--- TASK DESCRIPTION ---
Repeat every entry below exactly as given.
╭─ MATERIAL FOR THIS TASK
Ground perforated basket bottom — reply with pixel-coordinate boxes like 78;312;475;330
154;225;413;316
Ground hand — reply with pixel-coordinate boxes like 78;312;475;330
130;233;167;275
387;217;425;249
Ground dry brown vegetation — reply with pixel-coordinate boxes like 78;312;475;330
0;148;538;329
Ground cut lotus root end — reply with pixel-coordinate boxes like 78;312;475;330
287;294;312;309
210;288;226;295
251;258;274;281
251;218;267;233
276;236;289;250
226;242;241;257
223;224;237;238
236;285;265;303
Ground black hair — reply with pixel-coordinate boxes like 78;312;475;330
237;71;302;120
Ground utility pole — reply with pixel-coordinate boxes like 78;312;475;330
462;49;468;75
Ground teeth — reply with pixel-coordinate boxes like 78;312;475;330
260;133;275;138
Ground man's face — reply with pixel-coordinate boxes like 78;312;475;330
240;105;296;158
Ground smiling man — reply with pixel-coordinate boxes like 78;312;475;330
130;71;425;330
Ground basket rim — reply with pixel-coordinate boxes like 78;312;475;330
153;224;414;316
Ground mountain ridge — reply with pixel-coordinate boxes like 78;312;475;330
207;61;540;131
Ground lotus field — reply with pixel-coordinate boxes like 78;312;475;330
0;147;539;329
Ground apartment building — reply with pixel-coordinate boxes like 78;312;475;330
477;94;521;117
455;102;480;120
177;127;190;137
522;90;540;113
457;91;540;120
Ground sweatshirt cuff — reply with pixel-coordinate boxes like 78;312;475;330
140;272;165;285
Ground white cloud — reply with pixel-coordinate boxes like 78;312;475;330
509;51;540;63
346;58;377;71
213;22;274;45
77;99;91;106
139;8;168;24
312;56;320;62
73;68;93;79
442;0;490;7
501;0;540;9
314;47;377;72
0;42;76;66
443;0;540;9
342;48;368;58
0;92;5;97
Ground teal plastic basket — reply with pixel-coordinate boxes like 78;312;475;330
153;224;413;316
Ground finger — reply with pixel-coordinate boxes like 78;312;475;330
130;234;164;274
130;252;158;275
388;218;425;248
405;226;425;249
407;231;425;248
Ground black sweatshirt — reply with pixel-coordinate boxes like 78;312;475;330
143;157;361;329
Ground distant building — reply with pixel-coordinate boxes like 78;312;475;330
╰─
--- RESPONSE TO THIS TASK ---
Ground perforated basket bottom — reply with pixel-coordinate boxes like 78;312;475;330
154;225;413;316
Ground hand — reply with pixel-coordinate boxes like 78;312;475;330
130;233;167;275
387;217;425;249
Ground dry brown vegetation — reply with pixel-coordinate boxes like 78;312;475;330
0;148;538;329
Ground cut lotus root end — reply with pixel-coordinate boxes like 78;312;475;330
287;294;312;309
210;288;226;295
251;258;274;281
251;218;267;233
276;236;289;250
226;242;241;257
223;224;237;238
236;285;265;303
Ground black hair — reply with pixel-coordinate boxes like 78;312;475;330
237;71;302;120
Ground utility pole — reply with pixel-coordinate boxes like 78;312;475;330
462;49;468;75
Ground teeth — reply with pixel-coordinate boxes like 78;312;475;330
260;133;275;138
Ground man's face — reply with pixel-coordinate boxes like 78;312;475;330
240;105;296;158
Ground smiling man — reply with pixel-coordinate boxes like 78;312;475;330
130;71;425;330
Ground basket rim — reply with pixel-coordinate boxes like 78;312;475;330
153;224;414;316
Ground mountain ridge — reply with pixel-coordinate boxes like 78;312;475;330
207;61;540;131
Ground lotus field — reply with pixel-coordinate boxes like 78;312;475;330
0;147;539;329
Ground apartment building — reply with pixel-coordinate boxes like 78;312;475;330
477;94;521;117
455;102;480;120
177;127;190;137
522;90;540;113
457;91;540;120
Ground sweatshirt cuff — reply with pixel-coordinate boxes like 78;312;475;330
140;272;165;285
Ground white cloud — reply with pixel-coordinate boxes like 78;312;475;330
509;51;540;63
346;58;377;71
213;22;274;45
77;99;91;106
139;8;168;24
312;56;320;62
73;68;93;79
442;0;490;7
501;0;540;9
314;47;377;72
0;42;76;66
443;0;540;9
342;48;368;58
0;92;5;97
Ground teal plastic basket — reply with pixel-coordinate boxes like 78;312;475;330
153;224;413;316
Ground finger — reply with pixel-coordinate boxes like 78;312;475;330
130;234;164;274
130;252;158;275
388;218;425;248
405;226;425;249
407;231;425;248
Ground black sweatshirt — reply with pixel-coordinate boxes like 78;312;475;330
143;157;361;329
Ground distant building — reply with pixel-coordinate boxes like 78;312;475;330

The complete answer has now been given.